(Lines of data)
-*-

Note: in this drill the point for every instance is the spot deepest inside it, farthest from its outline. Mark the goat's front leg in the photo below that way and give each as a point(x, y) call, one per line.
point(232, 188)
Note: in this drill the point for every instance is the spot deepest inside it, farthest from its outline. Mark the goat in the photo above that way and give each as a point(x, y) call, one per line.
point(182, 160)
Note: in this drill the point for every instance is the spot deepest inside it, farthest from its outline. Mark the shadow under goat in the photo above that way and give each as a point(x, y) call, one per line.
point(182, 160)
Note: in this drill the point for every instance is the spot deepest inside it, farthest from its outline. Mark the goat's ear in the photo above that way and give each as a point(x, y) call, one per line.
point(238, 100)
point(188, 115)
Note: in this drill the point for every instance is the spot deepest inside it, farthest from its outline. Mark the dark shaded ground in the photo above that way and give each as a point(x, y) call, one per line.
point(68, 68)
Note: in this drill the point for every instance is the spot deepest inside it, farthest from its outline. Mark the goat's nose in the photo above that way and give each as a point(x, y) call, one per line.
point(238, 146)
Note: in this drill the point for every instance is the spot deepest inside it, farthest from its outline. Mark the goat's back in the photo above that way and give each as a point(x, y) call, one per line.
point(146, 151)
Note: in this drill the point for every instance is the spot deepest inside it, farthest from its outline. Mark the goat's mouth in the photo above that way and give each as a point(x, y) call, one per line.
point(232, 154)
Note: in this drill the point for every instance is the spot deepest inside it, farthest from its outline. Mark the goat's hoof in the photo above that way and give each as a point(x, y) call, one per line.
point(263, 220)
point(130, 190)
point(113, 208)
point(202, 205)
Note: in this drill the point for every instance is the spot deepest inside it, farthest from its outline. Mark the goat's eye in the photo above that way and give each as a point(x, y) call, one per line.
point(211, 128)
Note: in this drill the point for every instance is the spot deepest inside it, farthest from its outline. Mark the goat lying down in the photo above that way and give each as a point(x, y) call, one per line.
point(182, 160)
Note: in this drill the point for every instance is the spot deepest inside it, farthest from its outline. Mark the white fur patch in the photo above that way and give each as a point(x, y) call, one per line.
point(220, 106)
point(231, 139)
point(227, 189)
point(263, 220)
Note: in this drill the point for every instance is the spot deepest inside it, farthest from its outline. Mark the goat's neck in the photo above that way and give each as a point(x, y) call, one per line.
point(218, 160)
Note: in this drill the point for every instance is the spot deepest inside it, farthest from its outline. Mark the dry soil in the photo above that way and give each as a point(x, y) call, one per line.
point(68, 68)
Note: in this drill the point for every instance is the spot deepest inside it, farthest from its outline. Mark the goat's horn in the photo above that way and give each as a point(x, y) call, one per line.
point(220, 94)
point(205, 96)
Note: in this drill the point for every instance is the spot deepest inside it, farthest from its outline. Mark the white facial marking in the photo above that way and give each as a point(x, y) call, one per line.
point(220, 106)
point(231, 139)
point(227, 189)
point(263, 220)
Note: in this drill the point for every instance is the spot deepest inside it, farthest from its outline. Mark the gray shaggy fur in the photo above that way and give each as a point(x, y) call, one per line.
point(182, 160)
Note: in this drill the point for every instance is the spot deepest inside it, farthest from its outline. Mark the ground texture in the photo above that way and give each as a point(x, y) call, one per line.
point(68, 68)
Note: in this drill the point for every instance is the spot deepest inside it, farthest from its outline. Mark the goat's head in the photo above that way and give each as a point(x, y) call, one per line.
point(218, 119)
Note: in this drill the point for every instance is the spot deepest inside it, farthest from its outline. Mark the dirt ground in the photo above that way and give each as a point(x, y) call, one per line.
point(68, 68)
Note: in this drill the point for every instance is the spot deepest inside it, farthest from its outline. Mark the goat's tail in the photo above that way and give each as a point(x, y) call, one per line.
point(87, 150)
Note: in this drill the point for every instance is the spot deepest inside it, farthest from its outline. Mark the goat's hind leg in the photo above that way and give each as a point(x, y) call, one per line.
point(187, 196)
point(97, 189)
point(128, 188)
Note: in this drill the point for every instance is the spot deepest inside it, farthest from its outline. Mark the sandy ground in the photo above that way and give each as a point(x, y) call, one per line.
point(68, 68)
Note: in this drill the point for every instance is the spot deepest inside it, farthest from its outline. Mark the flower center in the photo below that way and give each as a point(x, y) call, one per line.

-*-

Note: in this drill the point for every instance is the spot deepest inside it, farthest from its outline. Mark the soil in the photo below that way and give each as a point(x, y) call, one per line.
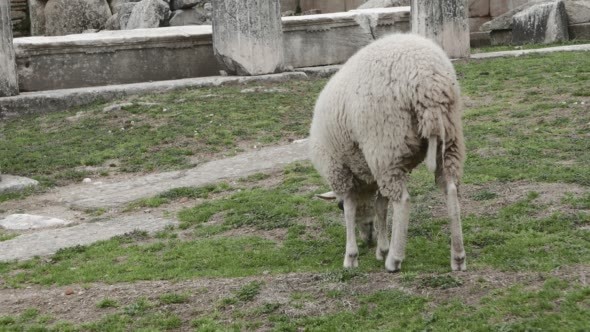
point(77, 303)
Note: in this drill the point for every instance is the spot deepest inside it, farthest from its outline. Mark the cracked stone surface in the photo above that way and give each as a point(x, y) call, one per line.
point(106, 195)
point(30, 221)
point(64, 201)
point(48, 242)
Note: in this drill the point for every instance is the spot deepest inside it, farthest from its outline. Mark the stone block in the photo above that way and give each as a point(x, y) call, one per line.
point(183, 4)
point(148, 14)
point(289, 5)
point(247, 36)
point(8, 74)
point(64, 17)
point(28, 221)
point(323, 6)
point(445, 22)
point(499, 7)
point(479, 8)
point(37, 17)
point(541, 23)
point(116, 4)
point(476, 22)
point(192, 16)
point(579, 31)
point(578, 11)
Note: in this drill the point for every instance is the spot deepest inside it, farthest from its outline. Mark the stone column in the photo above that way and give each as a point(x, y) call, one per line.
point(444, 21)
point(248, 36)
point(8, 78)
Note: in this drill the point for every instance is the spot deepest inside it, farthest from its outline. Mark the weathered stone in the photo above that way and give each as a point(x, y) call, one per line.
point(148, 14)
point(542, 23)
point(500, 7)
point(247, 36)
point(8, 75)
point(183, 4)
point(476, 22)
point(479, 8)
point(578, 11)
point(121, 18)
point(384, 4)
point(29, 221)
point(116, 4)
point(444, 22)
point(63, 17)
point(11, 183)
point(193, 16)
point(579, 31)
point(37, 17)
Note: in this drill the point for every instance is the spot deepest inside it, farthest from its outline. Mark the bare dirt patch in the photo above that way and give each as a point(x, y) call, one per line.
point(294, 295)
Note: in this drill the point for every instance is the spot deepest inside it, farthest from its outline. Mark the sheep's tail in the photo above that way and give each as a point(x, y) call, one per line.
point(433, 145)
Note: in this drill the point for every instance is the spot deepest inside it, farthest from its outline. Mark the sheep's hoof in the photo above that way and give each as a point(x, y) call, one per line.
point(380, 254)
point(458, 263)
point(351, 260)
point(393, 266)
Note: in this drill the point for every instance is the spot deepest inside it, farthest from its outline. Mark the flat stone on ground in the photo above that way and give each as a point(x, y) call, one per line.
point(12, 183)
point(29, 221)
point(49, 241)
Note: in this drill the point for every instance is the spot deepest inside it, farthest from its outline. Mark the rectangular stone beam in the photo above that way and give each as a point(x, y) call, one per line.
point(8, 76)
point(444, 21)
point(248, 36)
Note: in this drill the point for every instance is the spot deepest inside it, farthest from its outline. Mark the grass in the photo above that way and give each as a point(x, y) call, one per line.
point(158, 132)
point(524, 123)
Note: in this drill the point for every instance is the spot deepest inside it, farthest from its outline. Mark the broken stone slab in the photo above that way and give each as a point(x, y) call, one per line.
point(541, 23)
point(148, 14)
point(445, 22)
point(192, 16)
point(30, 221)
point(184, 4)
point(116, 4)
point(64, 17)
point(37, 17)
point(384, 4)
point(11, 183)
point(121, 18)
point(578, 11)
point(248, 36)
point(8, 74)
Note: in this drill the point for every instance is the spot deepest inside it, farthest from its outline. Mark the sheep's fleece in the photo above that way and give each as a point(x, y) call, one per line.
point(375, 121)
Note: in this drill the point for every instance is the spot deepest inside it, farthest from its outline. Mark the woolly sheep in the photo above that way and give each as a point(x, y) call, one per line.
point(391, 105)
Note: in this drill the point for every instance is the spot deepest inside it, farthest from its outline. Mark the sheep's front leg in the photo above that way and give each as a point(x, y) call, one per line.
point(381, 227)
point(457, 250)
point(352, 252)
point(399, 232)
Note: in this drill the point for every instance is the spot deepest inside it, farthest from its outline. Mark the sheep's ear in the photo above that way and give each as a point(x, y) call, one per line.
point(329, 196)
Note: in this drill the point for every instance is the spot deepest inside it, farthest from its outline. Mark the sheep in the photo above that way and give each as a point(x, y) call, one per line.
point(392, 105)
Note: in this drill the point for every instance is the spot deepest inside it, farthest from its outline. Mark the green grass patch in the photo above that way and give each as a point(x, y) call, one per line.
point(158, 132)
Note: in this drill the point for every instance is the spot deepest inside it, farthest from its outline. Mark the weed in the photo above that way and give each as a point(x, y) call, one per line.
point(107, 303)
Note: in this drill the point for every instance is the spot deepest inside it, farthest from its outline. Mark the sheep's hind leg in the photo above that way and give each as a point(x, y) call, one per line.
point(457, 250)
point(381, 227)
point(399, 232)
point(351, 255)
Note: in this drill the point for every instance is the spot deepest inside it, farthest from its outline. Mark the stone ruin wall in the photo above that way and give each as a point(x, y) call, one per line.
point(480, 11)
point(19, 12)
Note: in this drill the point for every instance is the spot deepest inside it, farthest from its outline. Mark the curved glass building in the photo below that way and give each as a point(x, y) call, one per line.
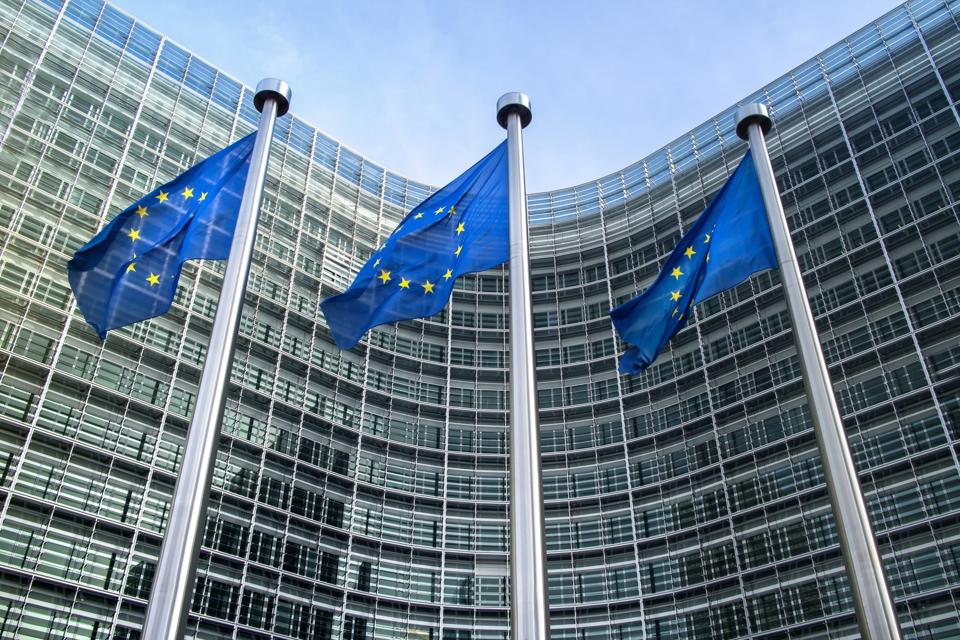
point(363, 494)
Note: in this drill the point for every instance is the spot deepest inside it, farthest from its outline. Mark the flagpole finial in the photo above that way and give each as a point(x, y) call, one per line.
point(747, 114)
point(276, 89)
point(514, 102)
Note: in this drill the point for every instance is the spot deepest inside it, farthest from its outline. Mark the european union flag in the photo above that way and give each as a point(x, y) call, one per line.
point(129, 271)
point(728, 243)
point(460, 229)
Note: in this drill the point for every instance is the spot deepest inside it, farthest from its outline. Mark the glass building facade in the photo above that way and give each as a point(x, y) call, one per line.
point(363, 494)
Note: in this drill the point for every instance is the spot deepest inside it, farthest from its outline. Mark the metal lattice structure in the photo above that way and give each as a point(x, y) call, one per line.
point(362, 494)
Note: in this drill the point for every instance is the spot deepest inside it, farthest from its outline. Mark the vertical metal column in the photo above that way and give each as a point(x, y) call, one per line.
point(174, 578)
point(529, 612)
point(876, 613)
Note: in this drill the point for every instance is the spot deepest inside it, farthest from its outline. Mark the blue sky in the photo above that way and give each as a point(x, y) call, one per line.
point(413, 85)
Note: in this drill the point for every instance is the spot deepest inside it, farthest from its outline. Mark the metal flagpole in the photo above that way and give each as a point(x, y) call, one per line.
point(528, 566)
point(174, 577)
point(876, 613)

-*-

▶ [WHAT TO WORK ON]: List every line of the material that contains the word "white", copying each one in full.

▶ [RESULT FOR THIS TASK]:
Note: in this drill the point for every instance is the spot deepest inside it, farthest from its outline. Mark the white fur patch in the photo above that way and give each as a point(x, y) call, one per line.
Note: in this drill the point for every instance is the spot deepest inside it, farthest from its outline. Mark the white facial marking in the photo above that way and give each as a point(x, y) call, one per line.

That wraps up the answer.